• _Texto da página_:
--*--

Anissa e a lesbiandade figurativa

Equipe e produção de Black Lightning batem no peito dizendo que trouxeram a primeira super-heroína negra lésbica. O que é verdade, Anissa Pierce é a primeira mulher negra não hetero (lembrando que nem toda mulher não hetero é lésbica) e super-heroína considerando filmes e TV, seja Marvel ou DC.


No Cinema temos tanto no DCU quanto no MCU tivemos zero personagens canonicamente parte da comunidade LGBT, o que é isso, personagem que são oficialmente e explicitamente declarados ou gays ou lésbicas ou bis e/ou trans em cena. A Valkyria de Thor Ragnarok tinha uma cena onde ia explicitar sua bissexualidade por que mostaria uma mulher na cama dela, mas cortaram essa cena por que segundo o diretor do filme iria tirar o foco da narrativa principal.

Uma cena de 10 segundos de uma mulher dormindo nua numa cama de outra mulher iria tirar o foco narrativo da história principal. Pantera Negra tinha um romance entre mulheres no seu roteiro original, quem leu o arco Uma Nação Sob Nossos Pés, até pode imaginar qual era o arco, mas no roteiro final sofreu um heterificação, que é a transformação de uma personagem gay ou lésbica ou bi em personagem estritamente hetero.

Mas Deadpool 2 tem um casal de meninas formados por Negasonic e Yukio, então tinha uma super-heroína não branca e não hetero ali, no caso a Yukio que é asiatica. Verdade, mas o filme Deadpool 2 foi lançado em maio e Anissa foi declarada lésbica em janeiro, antes dela não existia personagens super-heroínas não brancas e não heteros.


Na TV ainda existe uma representação melhor, Sara Lance foi a primeira super-heroína não hetero a aparecer e é uma representação bissexual muito bem feita, é usado com frequência o ter bi tanto por parte dela como de outros personagens se referindo a ela. John Constantine, ou personagem bi, teve o mesmo tratamento em Legends of Tomorrow, Uma versão de uma Terra de universo paralelo onde Captain Cold é gay e vai se casar com o herói The Ray existe. O problema é que todos esses heróis são brancos.

Demolidor não tem personagem LGBT, Jessica Jones tem uma personagem lésbica token moralmente questionável e branca, durante as primeiras temporadas de Luke Cage e Punho de Ferro não foi abordado a possibilidade de nenhum personagem não ser hetero.

Como se pode ver existe um recorrente problema na representação da comunidade LGBT nas produções audiovisuais de Super Heróis. Especialmente quando se trata de pessoas que não são brancas. Como mulher bissexual, quando a Sara Lance surgiu foi muito significante para mim por que eu vi alguém com a minha sexualidade sendo uma pessoa que inspira heroísmo, que lidera que é um exemplo a ser seguido, mas eu tive que fechar os olhos quanto a raça, por que ela é branca e eu sou negro. Eu não quero mais fechar meus olhos quanto a raça, eu quero alguém com quem eu possa me identificar 100% que seja igual a mim em gênero, raça e sexualidade.

--*--

• _Instruções_:
a – Copie, do texto sobre Anissa Pierce, o trecho de "No Cinema temos" até "personagem estritamente hetero.".
b – Responda com base no texto sobre Anissa Pierce:
(i) Em que mês Deadpool 2 foi lançado?
(ii) Quem foi a primeira super-heroína não hetero a aparecer na TV?
(iii) Segundo o diretor de Thor Ragnarok, por que a cena da Valkyria foi cortada?

[Registros de coordenadas anotados]
--*--

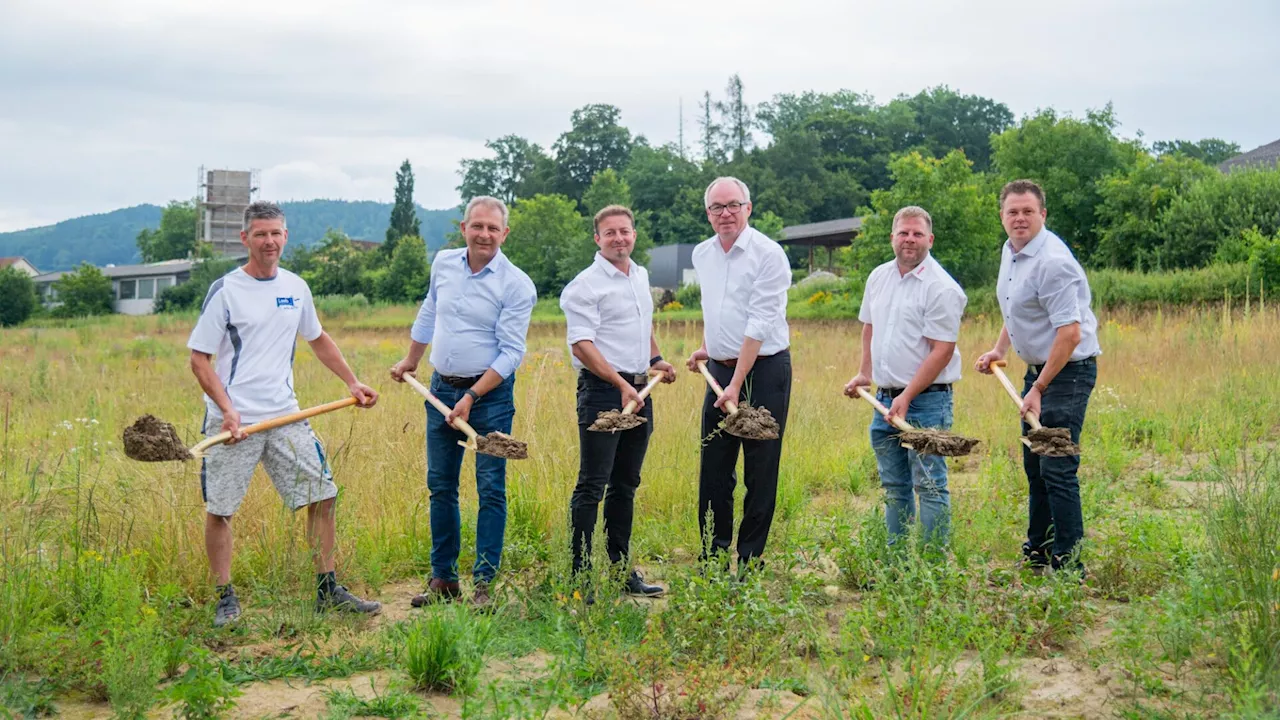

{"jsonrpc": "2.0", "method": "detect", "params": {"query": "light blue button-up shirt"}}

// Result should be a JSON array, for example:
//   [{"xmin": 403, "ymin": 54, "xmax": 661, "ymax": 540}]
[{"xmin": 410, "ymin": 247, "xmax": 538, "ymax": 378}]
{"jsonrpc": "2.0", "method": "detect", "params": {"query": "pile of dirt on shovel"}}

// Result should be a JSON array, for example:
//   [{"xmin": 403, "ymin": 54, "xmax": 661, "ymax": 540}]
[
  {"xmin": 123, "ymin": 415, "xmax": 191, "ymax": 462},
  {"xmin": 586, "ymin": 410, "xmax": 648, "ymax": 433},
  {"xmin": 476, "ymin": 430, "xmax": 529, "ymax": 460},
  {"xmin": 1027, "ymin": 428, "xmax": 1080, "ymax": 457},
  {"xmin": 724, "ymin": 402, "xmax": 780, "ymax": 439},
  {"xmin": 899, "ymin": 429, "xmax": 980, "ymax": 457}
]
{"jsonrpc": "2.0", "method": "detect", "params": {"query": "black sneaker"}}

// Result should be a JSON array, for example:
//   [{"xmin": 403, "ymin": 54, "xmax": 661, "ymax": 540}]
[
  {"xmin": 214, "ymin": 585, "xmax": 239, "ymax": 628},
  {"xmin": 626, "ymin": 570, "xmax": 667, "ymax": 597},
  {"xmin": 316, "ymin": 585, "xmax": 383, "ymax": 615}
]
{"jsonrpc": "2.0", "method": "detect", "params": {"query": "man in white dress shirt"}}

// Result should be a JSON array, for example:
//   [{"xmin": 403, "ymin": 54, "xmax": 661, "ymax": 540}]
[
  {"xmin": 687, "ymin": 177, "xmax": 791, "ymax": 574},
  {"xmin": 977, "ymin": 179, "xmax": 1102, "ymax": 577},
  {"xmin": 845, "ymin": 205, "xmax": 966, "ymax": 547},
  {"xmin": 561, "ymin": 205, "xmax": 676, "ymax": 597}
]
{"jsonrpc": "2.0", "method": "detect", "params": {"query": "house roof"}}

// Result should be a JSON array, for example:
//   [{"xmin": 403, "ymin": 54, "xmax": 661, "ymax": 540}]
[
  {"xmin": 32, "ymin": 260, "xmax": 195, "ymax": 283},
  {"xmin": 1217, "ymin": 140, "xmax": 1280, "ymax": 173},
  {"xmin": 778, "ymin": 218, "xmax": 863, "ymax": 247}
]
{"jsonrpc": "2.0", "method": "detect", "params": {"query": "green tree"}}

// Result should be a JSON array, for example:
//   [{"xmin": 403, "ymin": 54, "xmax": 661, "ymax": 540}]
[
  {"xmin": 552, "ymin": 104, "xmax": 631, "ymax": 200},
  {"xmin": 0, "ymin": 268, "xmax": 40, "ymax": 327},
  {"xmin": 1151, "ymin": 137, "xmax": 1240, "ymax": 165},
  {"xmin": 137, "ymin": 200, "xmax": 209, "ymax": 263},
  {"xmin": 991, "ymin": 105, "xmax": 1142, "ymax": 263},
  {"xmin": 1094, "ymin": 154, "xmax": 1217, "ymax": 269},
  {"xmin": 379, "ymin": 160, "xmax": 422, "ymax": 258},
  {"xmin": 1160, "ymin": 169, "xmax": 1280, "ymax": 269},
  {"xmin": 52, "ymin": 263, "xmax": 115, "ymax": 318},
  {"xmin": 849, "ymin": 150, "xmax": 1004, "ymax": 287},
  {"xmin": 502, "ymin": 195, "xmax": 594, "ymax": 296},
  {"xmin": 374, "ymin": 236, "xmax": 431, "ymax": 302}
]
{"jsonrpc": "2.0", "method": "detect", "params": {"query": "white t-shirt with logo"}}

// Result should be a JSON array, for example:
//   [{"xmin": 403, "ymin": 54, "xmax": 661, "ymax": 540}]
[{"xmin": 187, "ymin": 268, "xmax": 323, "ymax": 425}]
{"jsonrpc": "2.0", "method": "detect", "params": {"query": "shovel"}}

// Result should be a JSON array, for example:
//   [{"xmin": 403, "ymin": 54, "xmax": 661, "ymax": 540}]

--*--

• _Respostas por tarefa_:
a –
No Cinema temos tanto no DCU quanto no MCU tivemos zero personagens canonicamente parte da comunidade LGBT, o que é isso, personagem que são oficialmente e explicitamente declarados ou gays ou lésbicas ou bis e/ou trans em cena. A Valkyria de Thor Ragnarok tinha uma cena onde ia explicitar sua bissexualidade por que mostaria uma mulher na cama dela, mas cortaram essa cena por que segundo o diretor do filme iria tirar o foco da narrativa principal.

Uma cena de 10 segundos de uma mulher dormindo nua numa cama de outra mulher iria tirar o foco narrativo da história principal. Pantera Negra tinha um romance entre mulheres no seu roteiro original, quem leu o arco Uma Nação Sob Nossos Pés, até pode imaginar qual era o arco, mas no roteiro final sofreu um heterificação, que é a transformação de uma personagem gay ou lésbica ou bi em personagem estritamente hetero.

b –
(i) Em maio.
(ii) Sara Lance.
(iii) Porque iria tirar o foco da narrativa principal.